Region pointing data
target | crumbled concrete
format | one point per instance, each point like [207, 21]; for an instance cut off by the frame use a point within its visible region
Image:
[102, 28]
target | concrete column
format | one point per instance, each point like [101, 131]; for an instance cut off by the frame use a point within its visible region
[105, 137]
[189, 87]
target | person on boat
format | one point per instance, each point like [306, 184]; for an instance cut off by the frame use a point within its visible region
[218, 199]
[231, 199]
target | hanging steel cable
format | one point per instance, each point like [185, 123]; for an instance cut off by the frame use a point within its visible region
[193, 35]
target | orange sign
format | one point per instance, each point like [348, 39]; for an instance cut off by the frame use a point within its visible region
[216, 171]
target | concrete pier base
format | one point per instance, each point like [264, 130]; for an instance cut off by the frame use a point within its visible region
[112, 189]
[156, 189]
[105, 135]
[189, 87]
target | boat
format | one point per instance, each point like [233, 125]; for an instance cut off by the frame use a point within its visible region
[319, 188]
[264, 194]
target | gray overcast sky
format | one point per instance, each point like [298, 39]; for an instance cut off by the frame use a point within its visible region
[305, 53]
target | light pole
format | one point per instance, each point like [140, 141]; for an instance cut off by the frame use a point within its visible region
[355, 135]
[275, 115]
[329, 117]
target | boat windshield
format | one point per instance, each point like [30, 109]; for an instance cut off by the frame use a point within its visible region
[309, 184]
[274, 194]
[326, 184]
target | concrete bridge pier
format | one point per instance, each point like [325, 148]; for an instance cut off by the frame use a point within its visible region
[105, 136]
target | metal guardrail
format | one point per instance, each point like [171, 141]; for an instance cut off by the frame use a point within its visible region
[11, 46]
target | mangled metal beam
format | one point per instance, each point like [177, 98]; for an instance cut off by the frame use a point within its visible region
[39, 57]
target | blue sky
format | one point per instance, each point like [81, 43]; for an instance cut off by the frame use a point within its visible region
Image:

Task to complete.
Extract the lines above, from the first one through the one containing "target | orange sign", and return only those, unchanged.

Answer area.
target | crumbled concrete
format | one point per instance, each point like [207, 21]; for an instance cut off by the frame use a point within its visible region
Image:
[102, 28]
target | concrete column
format | one point per instance, each point like [101, 131]; for an instance cut off by the frame use a point within its visible region
[105, 137]
[189, 87]
target | person on boat
format | one point per instance, each point like [306, 184]; for an instance cut off by the frame use a point within its visible region
[218, 199]
[231, 199]
target | hanging steel cable
format | one point per instance, each point like [185, 123]; for an instance cut off by the frame use a point within its visible region
[193, 35]
target | orange sign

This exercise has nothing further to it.